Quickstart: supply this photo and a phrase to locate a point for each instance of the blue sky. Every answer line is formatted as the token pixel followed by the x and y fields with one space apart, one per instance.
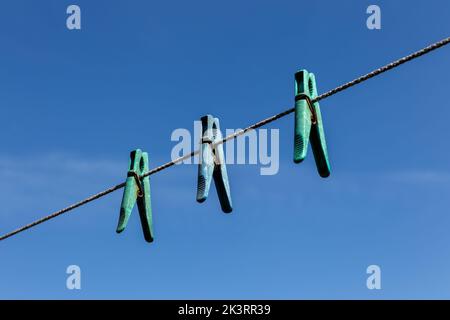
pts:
pixel 74 103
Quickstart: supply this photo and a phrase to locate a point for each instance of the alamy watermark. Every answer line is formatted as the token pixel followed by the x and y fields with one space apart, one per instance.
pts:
pixel 73 21
pixel 249 148
pixel 374 279
pixel 373 22
pixel 73 281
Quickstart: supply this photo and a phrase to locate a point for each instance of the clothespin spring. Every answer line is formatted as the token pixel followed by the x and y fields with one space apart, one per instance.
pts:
pixel 303 96
pixel 138 182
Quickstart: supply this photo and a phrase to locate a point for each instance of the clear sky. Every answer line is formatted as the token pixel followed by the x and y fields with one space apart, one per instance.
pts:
pixel 73 104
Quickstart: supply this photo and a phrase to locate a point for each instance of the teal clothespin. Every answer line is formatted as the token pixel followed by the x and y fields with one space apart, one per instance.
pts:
pixel 308 123
pixel 137 189
pixel 212 164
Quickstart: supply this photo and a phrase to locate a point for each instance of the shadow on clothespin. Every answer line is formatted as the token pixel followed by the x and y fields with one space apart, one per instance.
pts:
pixel 137 189
pixel 308 123
pixel 212 164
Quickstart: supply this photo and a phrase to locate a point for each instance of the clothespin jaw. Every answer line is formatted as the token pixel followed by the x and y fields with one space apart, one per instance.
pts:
pixel 308 123
pixel 137 189
pixel 212 164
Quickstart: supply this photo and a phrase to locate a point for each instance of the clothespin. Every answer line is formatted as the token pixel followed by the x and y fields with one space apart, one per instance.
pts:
pixel 212 164
pixel 137 189
pixel 308 123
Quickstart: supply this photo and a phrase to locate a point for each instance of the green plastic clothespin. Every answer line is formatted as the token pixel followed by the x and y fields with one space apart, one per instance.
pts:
pixel 137 189
pixel 308 123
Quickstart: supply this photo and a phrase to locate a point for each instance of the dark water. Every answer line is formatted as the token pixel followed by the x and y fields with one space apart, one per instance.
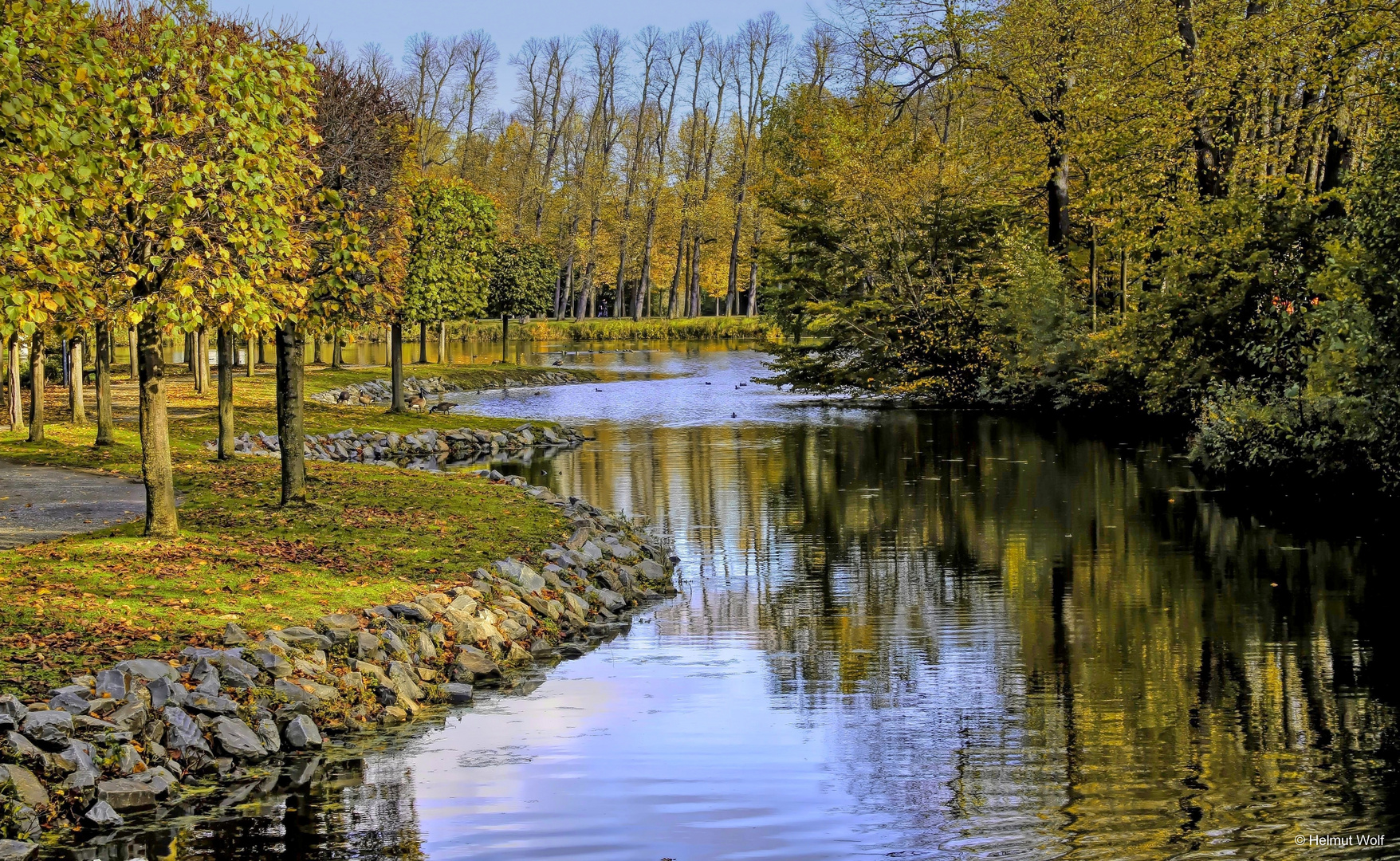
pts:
pixel 902 636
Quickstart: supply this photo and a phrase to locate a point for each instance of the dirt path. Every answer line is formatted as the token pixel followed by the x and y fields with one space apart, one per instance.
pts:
pixel 41 503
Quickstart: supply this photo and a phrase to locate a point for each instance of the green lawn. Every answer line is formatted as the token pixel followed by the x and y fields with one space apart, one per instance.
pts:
pixel 367 537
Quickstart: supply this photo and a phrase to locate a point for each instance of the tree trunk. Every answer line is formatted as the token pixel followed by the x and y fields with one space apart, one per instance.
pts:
pixel 77 407
pixel 396 367
pixel 226 392
pixel 155 438
pixel 37 388
pixel 103 383
pixel 13 396
pixel 1057 194
pixel 290 438
pixel 731 297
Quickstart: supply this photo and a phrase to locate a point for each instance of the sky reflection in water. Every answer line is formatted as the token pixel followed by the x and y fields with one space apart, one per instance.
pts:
pixel 902 635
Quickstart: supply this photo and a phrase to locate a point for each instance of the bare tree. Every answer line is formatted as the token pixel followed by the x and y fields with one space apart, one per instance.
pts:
pixel 759 45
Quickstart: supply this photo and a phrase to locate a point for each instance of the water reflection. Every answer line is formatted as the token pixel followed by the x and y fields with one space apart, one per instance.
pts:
pixel 918 636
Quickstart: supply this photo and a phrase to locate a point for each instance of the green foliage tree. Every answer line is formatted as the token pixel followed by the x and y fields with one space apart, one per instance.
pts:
pixel 522 281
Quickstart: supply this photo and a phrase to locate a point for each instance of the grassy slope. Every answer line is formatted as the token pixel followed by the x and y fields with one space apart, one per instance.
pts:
pixel 368 535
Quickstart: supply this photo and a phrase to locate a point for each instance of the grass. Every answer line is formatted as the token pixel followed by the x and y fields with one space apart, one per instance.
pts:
pixel 368 535
pixel 692 328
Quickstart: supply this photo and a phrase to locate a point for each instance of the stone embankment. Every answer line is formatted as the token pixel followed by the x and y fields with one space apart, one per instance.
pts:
pixel 399 450
pixel 379 391
pixel 132 737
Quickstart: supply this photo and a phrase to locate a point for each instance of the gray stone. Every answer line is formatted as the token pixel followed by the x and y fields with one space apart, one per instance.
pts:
pixel 276 666
pixel 304 637
pixel 212 705
pixel 160 780
pixel 401 678
pixel 237 679
pixel 338 622
pixel 69 702
pixel 294 694
pixel 112 683
pixel 266 731
pixel 11 706
pixel 235 738
pixel 128 759
pixel 367 646
pixel 475 670
pixel 48 729
pixel 167 694
pixel 301 733
pixel 126 794
pixel 458 694
pixel 183 734
pixel 101 815
pixel 20 748
pixel 18 850
pixel 149 670
pixel 234 635
pixel 26 786
pixel 612 600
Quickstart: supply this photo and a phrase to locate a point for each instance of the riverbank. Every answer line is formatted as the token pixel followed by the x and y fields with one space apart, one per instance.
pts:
pixel 689 328
pixel 392 590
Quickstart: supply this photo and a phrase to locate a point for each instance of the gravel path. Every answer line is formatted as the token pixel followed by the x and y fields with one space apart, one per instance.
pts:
pixel 41 503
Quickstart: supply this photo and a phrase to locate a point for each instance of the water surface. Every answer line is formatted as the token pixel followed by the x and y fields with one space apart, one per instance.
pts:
pixel 900 635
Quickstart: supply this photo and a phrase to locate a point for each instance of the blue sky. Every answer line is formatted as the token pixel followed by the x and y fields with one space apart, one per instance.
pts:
pixel 510 22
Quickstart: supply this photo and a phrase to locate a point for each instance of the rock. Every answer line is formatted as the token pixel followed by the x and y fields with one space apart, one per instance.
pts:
pixel 126 794
pixel 103 816
pixel 128 759
pixel 20 748
pixel 474 670
pixel 338 622
pixel 401 679
pixel 235 738
pixel 294 694
pixel 183 734
pixel 212 705
pixel 69 702
pixel 111 683
pixel 166 692
pixel 10 706
pixel 367 646
pixel 458 694
pixel 48 729
pixel 26 786
pixel 276 666
pixel 612 600
pixel 266 731
pixel 159 779
pixel 301 733
pixel 305 637
pixel 18 850
pixel 576 603
pixel 147 670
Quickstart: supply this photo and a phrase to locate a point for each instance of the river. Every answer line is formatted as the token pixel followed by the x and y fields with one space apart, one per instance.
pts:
pixel 900 635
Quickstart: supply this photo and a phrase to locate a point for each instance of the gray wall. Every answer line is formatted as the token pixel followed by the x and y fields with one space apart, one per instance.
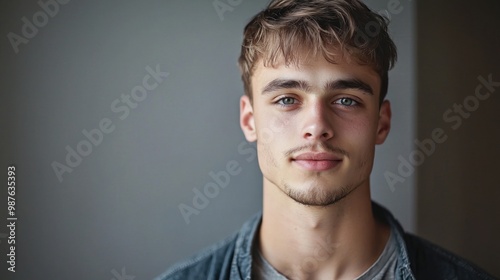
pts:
pixel 118 210
pixel 458 192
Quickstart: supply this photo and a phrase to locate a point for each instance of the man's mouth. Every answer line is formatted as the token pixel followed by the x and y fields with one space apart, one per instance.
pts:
pixel 317 161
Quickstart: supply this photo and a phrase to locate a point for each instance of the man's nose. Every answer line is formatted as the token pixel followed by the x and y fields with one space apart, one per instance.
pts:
pixel 318 122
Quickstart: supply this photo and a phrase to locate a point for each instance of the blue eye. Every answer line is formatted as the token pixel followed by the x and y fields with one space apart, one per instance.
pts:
pixel 286 101
pixel 347 102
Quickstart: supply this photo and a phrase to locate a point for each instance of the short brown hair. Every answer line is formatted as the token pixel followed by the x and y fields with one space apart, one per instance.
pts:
pixel 329 27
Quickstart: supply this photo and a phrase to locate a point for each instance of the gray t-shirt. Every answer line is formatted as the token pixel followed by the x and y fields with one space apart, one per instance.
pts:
pixel 383 269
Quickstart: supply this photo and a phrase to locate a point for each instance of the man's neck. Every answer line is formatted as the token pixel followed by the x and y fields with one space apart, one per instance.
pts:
pixel 339 241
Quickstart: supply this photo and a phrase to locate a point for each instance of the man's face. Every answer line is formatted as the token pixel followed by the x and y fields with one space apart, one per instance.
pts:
pixel 316 127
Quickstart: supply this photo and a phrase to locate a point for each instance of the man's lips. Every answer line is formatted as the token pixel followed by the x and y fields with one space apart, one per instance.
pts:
pixel 317 161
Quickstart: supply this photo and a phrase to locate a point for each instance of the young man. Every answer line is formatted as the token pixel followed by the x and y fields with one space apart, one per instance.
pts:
pixel 315 104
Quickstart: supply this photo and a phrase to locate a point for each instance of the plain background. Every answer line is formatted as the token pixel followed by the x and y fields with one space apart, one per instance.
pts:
pixel 118 210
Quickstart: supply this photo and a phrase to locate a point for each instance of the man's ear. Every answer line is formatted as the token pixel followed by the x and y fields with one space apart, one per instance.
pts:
pixel 247 122
pixel 384 122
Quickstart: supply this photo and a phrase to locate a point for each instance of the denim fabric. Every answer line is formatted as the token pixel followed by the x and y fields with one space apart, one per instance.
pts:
pixel 417 258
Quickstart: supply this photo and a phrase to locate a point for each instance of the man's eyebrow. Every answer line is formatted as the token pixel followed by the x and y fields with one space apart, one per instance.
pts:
pixel 278 84
pixel 349 84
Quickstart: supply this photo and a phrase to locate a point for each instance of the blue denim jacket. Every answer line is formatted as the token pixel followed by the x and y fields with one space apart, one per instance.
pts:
pixel 417 258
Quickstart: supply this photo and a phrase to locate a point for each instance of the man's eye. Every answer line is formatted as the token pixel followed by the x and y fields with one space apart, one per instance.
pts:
pixel 285 101
pixel 347 102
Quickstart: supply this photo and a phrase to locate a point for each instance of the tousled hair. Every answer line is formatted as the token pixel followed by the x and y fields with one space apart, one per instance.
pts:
pixel 292 30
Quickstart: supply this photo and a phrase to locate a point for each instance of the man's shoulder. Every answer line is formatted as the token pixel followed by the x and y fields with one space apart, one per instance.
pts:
pixel 429 261
pixel 212 261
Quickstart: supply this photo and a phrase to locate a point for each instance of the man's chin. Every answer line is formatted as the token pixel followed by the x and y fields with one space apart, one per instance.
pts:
pixel 316 196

#### Try it:
Line count for the string "reflection": work it out from the records above and reply with the number alone.

#### Exercise solution:
2